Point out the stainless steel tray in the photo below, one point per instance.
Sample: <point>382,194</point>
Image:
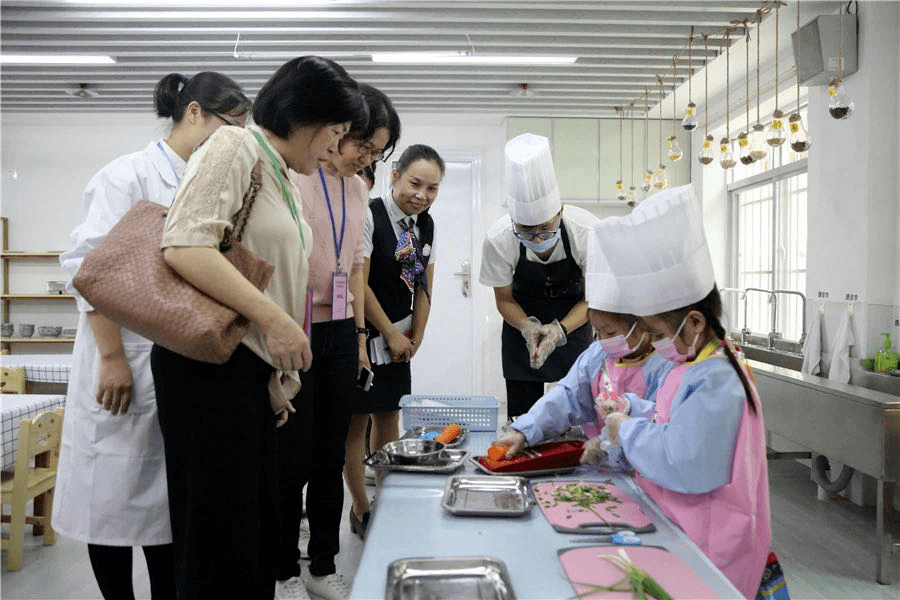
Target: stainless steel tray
<point>478,495</point>
<point>380,461</point>
<point>538,473</point>
<point>430,578</point>
<point>415,432</point>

------

SET EXERCISE – Duplicate the listing above line for line, leaving out the pictures.

EXERCISE RESULT –
Point out the stainless steel tray in the photo below, one point per instance.
Sample: <point>382,194</point>
Image:
Target: stainless steel tray
<point>478,495</point>
<point>380,461</point>
<point>538,473</point>
<point>430,578</point>
<point>415,432</point>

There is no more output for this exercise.